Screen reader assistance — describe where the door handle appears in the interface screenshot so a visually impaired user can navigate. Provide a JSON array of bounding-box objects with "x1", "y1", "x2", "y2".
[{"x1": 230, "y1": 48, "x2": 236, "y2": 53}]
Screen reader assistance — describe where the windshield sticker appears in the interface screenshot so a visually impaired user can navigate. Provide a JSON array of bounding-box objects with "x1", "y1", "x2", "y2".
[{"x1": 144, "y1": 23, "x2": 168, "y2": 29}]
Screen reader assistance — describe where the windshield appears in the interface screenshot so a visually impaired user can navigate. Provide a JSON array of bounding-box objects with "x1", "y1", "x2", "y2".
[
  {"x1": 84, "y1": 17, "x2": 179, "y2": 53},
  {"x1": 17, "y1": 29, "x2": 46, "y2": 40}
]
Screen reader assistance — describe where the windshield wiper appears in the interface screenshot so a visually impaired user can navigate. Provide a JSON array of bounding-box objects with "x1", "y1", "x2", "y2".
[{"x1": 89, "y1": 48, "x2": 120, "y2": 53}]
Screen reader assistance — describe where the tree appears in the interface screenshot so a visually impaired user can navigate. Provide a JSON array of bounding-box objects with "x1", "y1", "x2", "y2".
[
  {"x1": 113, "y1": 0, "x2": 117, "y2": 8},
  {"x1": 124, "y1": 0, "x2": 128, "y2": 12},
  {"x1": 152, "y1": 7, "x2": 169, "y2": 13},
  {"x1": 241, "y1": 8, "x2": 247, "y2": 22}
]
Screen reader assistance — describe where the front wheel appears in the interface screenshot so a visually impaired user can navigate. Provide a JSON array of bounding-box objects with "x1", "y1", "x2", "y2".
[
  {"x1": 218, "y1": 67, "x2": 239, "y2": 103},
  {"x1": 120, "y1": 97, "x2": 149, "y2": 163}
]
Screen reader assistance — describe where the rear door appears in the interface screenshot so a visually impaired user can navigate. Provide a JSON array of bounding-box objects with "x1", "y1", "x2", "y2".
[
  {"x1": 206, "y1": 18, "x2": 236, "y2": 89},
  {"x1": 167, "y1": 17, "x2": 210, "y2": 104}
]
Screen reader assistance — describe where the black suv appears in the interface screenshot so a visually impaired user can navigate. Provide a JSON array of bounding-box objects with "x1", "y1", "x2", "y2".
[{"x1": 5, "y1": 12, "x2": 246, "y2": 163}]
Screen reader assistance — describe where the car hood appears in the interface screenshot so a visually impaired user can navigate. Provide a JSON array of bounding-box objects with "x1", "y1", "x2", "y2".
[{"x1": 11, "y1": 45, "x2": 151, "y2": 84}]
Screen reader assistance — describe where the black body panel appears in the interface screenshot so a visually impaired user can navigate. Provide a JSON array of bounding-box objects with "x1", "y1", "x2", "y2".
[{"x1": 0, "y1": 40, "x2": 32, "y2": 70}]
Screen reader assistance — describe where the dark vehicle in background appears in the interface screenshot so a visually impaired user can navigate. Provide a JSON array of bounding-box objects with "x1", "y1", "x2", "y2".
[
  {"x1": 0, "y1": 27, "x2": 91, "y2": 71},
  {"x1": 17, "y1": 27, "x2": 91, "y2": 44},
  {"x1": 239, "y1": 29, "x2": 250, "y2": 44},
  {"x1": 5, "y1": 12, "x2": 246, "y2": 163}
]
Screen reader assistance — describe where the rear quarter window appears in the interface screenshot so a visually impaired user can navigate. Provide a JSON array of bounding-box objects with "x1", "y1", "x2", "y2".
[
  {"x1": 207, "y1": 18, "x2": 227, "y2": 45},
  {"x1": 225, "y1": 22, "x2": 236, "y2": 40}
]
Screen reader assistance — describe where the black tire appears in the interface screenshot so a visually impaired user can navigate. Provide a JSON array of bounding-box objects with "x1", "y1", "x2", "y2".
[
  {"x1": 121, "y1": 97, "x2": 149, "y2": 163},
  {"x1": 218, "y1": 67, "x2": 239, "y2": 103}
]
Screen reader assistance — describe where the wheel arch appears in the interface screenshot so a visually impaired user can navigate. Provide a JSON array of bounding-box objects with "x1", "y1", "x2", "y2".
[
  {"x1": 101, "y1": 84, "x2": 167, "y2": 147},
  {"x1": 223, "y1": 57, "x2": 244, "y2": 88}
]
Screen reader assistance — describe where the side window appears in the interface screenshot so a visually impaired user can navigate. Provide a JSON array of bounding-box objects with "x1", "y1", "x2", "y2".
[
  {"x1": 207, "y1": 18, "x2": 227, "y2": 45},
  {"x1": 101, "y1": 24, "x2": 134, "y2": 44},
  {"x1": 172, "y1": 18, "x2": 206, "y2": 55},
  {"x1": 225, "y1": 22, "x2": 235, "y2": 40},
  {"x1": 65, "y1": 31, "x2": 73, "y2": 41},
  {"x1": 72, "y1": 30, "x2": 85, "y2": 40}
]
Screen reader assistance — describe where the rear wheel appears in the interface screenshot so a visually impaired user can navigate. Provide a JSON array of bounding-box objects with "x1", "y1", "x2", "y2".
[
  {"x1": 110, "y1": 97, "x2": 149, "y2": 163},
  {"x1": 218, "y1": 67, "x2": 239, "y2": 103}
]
--*--
### WHAT IS NEEDED
Please write out every entry above word for word, line by line, with nothing changed.

### SOLUTION TO THE PROBLEM
Screen reader assistance — describe where the door handle appears in the interface screenshot so a visually impaired user can navigate. Provide a JSON array of bounding-box objects with "x1", "y1", "x2", "y2".
[{"x1": 230, "y1": 48, "x2": 236, "y2": 53}]
Screen reader assistance — describe where the windshield sticker appears in the interface screenshot so a visually impaired user can navigate. Provide a JSON array of bounding-box objects with "x1", "y1", "x2", "y2".
[{"x1": 144, "y1": 23, "x2": 168, "y2": 29}]
Screen reader assistance — describe where the windshield appears in the interface screenshot so a visually impaired user can navigate. Provide a JSON array of bounding-box objects with "x1", "y1", "x2", "y2".
[
  {"x1": 84, "y1": 17, "x2": 179, "y2": 53},
  {"x1": 17, "y1": 29, "x2": 46, "y2": 40}
]
Screen reader assistance — describe where the windshield wiper appears in the interface screenshot so a visually impaired user can navigate. Provide a JSON array of bounding-box objects with "x1", "y1", "x2", "y2".
[{"x1": 89, "y1": 48, "x2": 120, "y2": 53}]
Screen reader assistance — describe where the tree appears in the interface screenshot so a visually impaired user can navigate. Provide a JSON array of bounding-box objects with "x1", "y1", "x2", "y2".
[
  {"x1": 113, "y1": 0, "x2": 117, "y2": 8},
  {"x1": 124, "y1": 0, "x2": 128, "y2": 12},
  {"x1": 152, "y1": 7, "x2": 169, "y2": 13},
  {"x1": 241, "y1": 8, "x2": 247, "y2": 22}
]
Screen reader assistance — describe where the front wheel appears in the interface screenshot so a visually impaired user can navigate. Provide a JSON array of bounding-box objects with "x1", "y1", "x2", "y2".
[
  {"x1": 218, "y1": 67, "x2": 239, "y2": 103},
  {"x1": 120, "y1": 97, "x2": 149, "y2": 163}
]
Screen reader assistance — describe where the rear door appears in the interface screenshot so a visually impaired user can navigate. Provide a JSON array of bounding-box objects with "x1", "y1", "x2", "y2".
[
  {"x1": 206, "y1": 18, "x2": 236, "y2": 89},
  {"x1": 167, "y1": 17, "x2": 210, "y2": 104}
]
Screen reader assistance — describe where the black suv appears in the interface screenshot so a visually impaired user can navigate. Provide a JSON array of bounding-box objects with "x1", "y1", "x2", "y2".
[{"x1": 5, "y1": 12, "x2": 246, "y2": 163}]
Screen reader assistance — describe where the car hood appears in the interface screenshot so a visually impaired user can navigate. Provide a JSON array of bounding-box objects with "x1", "y1", "x2", "y2".
[{"x1": 11, "y1": 45, "x2": 151, "y2": 84}]
Screen reader assistance — describe where the black body panel appears in the interface screenshot so a visually impaired user can navigate. Provide a JSON array of bounding-box objects with "x1", "y1", "x2", "y2".
[{"x1": 0, "y1": 40, "x2": 32, "y2": 70}]
Screen reader assistance — describe where the dark vehicle in background appears in the interface screenshot so a visually impaired user can navigate. Provide a JSON array of bounding-box objects with "x1", "y1", "x2", "y2".
[
  {"x1": 0, "y1": 27, "x2": 91, "y2": 71},
  {"x1": 17, "y1": 27, "x2": 91, "y2": 44},
  {"x1": 239, "y1": 29, "x2": 250, "y2": 44},
  {"x1": 5, "y1": 12, "x2": 246, "y2": 163}
]
Screen reader assistance — describe where the rear quarter window appears in the interface screenshot so a visually impaired user can navigate. Provide a JSON array of bounding-box objects with "x1", "y1", "x2", "y2".
[
  {"x1": 207, "y1": 18, "x2": 227, "y2": 45},
  {"x1": 225, "y1": 22, "x2": 236, "y2": 40}
]
Screen reader assistance — describe where the black tire appears in the interface screenshot so a visually impaired user can navigate. Provide a JSON array of bounding-box objects with "x1", "y1", "x2", "y2".
[
  {"x1": 121, "y1": 97, "x2": 149, "y2": 163},
  {"x1": 218, "y1": 67, "x2": 239, "y2": 103}
]
Screen reader assistance — describe where the wheel arch appears in the interface screenshot so a visually impaired user can navigate. Provide a JSON array of bounding-box objects with "x1", "y1", "x2", "y2".
[
  {"x1": 101, "y1": 84, "x2": 167, "y2": 147},
  {"x1": 223, "y1": 57, "x2": 244, "y2": 88}
]
Screen reader assistance — describe where the side window appears in the interface screenshot so a visually impaired user can navigate. Provide a JSON array of bounding-box objects with "x1", "y1", "x2", "y2".
[
  {"x1": 207, "y1": 18, "x2": 227, "y2": 45},
  {"x1": 101, "y1": 24, "x2": 134, "y2": 44},
  {"x1": 172, "y1": 18, "x2": 206, "y2": 55},
  {"x1": 225, "y1": 22, "x2": 235, "y2": 40},
  {"x1": 65, "y1": 31, "x2": 73, "y2": 41},
  {"x1": 72, "y1": 30, "x2": 85, "y2": 40}
]
Screen reader assistance — describe where the rear wheel appears in the interface screenshot so a visually impaired user can navigate. Provide a JSON array of bounding-box objects with "x1", "y1", "x2", "y2".
[
  {"x1": 110, "y1": 97, "x2": 149, "y2": 163},
  {"x1": 218, "y1": 67, "x2": 239, "y2": 103}
]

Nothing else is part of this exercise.